◆ **Stated exercise**
Please write out everything from the line containing "Place a point on every instance of the security" down to the line containing "pixel 502 83", with both of those lines included and every line kept exactly as it appears.
[start]
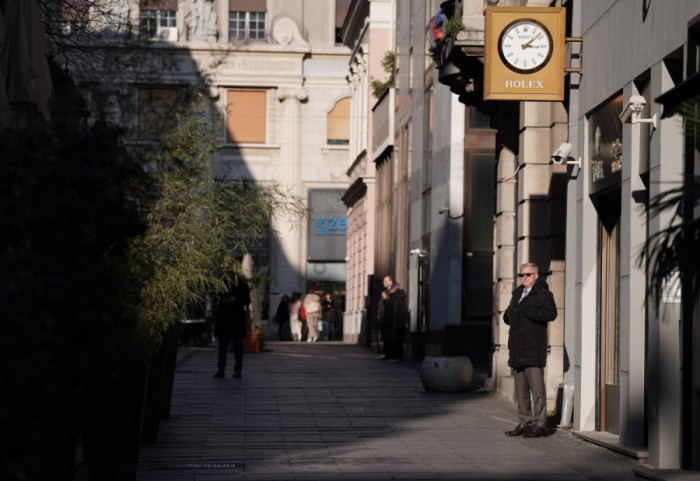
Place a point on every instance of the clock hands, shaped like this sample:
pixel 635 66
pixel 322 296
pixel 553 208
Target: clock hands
pixel 528 44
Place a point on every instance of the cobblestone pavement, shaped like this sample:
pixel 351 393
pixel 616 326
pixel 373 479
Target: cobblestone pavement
pixel 331 411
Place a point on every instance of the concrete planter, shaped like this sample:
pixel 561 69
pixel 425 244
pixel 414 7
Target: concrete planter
pixel 446 374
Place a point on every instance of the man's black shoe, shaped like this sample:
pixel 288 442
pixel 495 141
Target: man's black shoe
pixel 518 431
pixel 535 432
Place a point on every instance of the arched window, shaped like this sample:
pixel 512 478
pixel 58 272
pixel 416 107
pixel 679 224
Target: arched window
pixel 339 123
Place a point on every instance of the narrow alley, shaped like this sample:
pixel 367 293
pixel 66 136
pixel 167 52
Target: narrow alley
pixel 330 411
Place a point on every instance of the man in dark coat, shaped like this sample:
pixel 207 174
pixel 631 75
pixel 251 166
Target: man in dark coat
pixel 230 325
pixel 394 319
pixel 531 309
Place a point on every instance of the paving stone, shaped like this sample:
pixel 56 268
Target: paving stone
pixel 331 411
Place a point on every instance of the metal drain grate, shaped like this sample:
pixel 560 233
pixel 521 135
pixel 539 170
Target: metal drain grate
pixel 184 466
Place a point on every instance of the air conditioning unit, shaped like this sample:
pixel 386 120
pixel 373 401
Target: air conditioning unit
pixel 167 34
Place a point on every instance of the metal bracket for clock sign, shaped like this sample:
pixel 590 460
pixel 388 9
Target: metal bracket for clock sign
pixel 575 40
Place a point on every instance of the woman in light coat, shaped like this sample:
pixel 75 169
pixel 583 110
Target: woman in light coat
pixel 294 321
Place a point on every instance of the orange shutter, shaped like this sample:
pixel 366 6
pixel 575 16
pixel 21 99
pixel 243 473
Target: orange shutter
pixel 339 122
pixel 246 116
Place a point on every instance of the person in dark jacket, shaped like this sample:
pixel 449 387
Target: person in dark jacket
pixel 394 319
pixel 230 325
pixel 282 319
pixel 531 309
pixel 329 316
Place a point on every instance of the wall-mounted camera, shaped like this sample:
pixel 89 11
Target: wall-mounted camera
pixel 561 155
pixel 633 109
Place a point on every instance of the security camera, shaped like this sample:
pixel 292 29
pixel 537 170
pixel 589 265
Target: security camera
pixel 561 155
pixel 634 107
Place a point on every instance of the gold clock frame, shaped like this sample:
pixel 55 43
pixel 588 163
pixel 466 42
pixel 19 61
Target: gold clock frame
pixel 502 83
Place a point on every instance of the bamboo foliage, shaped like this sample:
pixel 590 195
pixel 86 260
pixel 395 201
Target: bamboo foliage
pixel 675 249
pixel 199 225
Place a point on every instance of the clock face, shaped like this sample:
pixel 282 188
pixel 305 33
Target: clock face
pixel 525 46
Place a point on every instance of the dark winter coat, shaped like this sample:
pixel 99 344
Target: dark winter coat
pixel 527 338
pixel 329 312
pixel 395 316
pixel 231 310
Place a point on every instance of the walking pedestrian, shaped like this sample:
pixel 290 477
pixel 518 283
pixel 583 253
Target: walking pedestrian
pixel 329 317
pixel 230 325
pixel 531 309
pixel 312 306
pixel 294 313
pixel 282 318
pixel 394 319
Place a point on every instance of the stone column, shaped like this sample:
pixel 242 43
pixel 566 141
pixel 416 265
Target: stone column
pixel 288 251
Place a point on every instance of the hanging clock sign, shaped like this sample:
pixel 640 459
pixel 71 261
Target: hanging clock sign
pixel 524 53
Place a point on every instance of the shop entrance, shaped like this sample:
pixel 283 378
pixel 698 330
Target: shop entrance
pixel 608 387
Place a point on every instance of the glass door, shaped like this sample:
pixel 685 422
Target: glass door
pixel 608 330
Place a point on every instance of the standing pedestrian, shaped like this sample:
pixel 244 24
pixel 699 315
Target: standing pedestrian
pixel 230 325
pixel 531 309
pixel 312 306
pixel 282 318
pixel 394 319
pixel 294 313
pixel 329 317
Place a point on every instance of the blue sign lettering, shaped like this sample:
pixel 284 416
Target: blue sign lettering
pixel 331 225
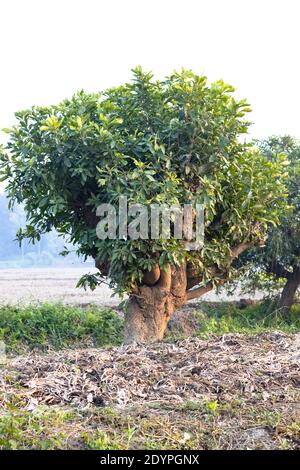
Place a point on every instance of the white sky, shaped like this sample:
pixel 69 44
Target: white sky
pixel 51 49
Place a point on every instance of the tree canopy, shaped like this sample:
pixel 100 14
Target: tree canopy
pixel 167 141
pixel 280 258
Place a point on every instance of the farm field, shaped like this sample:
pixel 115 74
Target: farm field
pixel 59 285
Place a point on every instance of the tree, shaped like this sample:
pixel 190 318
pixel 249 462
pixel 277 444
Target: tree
pixel 156 142
pixel 280 257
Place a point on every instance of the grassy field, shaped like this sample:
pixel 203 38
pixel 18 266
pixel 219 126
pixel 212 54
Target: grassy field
pixel 67 383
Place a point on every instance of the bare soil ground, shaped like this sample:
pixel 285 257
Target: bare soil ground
pixel 229 392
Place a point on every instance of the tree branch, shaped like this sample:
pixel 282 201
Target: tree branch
pixel 235 253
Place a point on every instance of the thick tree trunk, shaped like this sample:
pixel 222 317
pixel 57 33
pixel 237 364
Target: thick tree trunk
pixel 151 307
pixel 289 291
pixel 164 291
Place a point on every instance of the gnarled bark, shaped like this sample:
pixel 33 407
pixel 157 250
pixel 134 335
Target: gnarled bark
pixel 152 304
pixel 150 307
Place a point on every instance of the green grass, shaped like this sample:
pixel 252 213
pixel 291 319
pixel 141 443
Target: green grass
pixel 58 326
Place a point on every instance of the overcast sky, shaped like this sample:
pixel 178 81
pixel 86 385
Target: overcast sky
pixel 51 49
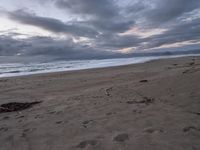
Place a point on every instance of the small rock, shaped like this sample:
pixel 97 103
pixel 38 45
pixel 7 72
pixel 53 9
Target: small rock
pixel 121 137
pixel 143 81
pixel 84 144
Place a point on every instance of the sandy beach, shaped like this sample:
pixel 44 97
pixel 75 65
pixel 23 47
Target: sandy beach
pixel 150 106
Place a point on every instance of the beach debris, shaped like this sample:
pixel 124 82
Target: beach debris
pixel 196 113
pixel 84 144
pixel 4 129
pixel 145 100
pixel 16 106
pixel 121 137
pixel 151 130
pixel 108 91
pixel 187 129
pixel 143 81
pixel 86 123
pixel 191 64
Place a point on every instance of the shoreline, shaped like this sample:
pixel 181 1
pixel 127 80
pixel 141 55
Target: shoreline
pixel 84 69
pixel 153 105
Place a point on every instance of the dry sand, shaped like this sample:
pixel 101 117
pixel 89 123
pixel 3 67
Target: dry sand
pixel 150 106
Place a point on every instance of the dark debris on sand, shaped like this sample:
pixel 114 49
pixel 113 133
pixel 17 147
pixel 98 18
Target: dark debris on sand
pixel 143 81
pixel 16 106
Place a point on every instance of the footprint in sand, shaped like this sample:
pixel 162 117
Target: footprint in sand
pixel 121 137
pixel 143 81
pixel 151 130
pixel 59 122
pixel 4 129
pixel 87 123
pixel 189 128
pixel 86 143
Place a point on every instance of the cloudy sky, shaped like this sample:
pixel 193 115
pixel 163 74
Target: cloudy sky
pixel 84 29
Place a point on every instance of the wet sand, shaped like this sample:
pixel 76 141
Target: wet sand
pixel 150 106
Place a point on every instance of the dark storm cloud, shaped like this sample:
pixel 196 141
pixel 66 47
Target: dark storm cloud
pixel 104 15
pixel 49 47
pixel 103 21
pixel 50 24
pixel 187 31
pixel 94 8
pixel 168 10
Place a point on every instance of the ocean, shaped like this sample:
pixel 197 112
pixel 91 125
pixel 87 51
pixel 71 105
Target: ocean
pixel 20 69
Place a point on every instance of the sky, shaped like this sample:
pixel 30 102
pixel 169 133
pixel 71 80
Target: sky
pixel 94 29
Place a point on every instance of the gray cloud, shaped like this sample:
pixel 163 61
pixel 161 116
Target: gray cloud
pixel 102 22
pixel 51 24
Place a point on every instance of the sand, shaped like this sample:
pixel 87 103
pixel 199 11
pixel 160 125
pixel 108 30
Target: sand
pixel 150 106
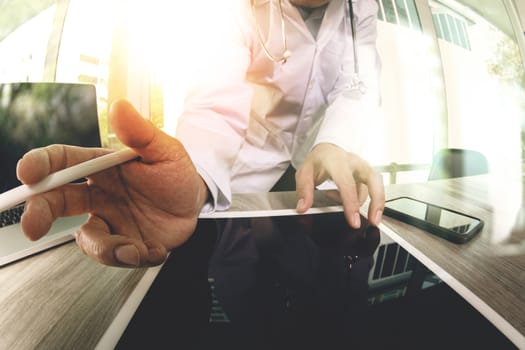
[end]
◆ **Finished task**
Place a point on every instance of the security camera, shaped like this sample:
pixel 292 29
pixel 537 170
pixel 589 265
Target: security camera
pixel 561 155
pixel 634 107
Place a point on every instance of the gold clock frame, shaped like this sample:
pixel 55 43
pixel 588 163
pixel 466 42
pixel 19 61
Target: gold clock frame
pixel 502 83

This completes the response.